This morning, the Federal Reserve Bank of Kansas City reported that manufacturing activity in their district fell in March to its worst level since the 2020 pandemic-induced recession (yellow line in chart below). Kansas City is far from alone in experiencing a slowdown in manufacturing, as four of the five regional Fed manufacturing surveys are currently in contraction (readings below zero). While the breadth of the surveys in contraction is concerning, the depths to which they’ve fallen is more worrisome…
As shown in the graph below, since 2000 the U.S. has never avoided a recession when over 60% of regional Fed manufacturing surveys have seen readings of -10 or worse in the same month. Currently, 80% of these surveys are at or below this dismal level.
While some on Wall Street believe the Fed can execute a soft landing, the manufacturing data is sending a far more cautionary message. Survey respondents continue to indicate that a shortage of labor, inflation, and falling customer demand all remain major challenges. As stated by a respondent to the Kansas City survey:
We need an incentive for people to work. We have 10% increases or more in the cost of materials. We have 7% increases in cost of labor when available. We have raised prices 5% – can’t do more. Hard to make money this way.
If these challenges persist, the U.S. economy may be headed into –not out of– the economic storm.

### Aim of the exercise
Answer these questions using the text on regional Fed manufacturing surveys.
(a) Which Federal Reserve Bank reported that manufacturing activity in its district fell in March to its worst level since the 2020 recession?
(b) What percentage of regional Fed manufacturing surveys are currently at or below a reading of -10?
(c) By what percentage does the quoted Kansas City survey respondent say prices have been raised?

### Raw data
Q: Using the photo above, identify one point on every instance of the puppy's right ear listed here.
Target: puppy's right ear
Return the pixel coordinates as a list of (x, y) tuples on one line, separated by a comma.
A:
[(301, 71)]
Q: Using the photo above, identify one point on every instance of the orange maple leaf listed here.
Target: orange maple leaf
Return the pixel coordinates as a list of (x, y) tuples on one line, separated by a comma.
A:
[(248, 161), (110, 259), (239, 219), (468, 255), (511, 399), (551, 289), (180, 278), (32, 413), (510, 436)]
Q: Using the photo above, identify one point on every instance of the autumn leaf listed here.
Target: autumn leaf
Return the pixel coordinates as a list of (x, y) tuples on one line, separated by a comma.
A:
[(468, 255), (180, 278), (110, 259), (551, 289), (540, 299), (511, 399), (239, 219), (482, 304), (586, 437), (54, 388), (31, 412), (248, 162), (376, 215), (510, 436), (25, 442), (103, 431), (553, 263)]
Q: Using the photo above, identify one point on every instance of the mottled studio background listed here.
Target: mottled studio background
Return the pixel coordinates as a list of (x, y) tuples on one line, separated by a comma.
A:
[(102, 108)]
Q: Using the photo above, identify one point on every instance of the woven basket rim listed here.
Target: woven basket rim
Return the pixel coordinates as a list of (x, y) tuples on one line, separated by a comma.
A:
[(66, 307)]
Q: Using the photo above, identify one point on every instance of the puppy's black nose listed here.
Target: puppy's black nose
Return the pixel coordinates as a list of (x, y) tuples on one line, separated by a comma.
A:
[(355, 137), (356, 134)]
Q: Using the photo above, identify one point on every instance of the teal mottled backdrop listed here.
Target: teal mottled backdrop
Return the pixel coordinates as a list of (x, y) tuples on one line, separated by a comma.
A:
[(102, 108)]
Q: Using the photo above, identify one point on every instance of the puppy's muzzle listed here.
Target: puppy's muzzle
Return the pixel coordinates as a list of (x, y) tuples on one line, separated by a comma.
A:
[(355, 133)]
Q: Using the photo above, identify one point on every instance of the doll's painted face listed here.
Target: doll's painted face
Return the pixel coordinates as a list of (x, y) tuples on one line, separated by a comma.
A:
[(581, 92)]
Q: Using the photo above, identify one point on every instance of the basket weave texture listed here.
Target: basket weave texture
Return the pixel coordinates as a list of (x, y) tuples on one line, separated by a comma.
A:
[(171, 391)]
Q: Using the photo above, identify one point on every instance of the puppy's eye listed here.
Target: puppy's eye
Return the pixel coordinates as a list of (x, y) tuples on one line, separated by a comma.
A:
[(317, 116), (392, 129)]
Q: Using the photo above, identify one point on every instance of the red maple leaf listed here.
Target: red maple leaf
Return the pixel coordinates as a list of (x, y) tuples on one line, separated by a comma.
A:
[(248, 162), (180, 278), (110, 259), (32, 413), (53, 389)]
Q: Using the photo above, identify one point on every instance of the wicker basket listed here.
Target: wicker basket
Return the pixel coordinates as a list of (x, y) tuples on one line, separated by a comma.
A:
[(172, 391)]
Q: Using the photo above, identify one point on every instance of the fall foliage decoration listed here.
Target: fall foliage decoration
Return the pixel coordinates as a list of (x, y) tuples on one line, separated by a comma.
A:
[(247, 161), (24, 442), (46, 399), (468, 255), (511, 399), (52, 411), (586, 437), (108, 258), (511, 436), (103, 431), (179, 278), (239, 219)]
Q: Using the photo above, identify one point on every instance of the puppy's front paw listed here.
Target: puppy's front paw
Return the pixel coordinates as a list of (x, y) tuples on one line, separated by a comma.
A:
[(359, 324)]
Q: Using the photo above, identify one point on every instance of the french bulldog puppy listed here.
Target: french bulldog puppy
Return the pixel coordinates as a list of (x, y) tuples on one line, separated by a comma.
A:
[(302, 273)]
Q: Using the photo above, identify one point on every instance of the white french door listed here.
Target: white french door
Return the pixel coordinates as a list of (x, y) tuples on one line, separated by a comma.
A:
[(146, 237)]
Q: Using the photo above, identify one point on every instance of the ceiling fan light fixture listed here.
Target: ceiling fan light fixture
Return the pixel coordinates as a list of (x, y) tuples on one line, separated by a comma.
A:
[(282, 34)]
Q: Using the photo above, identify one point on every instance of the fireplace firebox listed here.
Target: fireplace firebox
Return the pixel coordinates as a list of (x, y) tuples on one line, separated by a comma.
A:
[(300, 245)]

### Answer for the task
(a) The Federal Reserve Bank of Kansas City.
(b) 80%.
(c) 5%.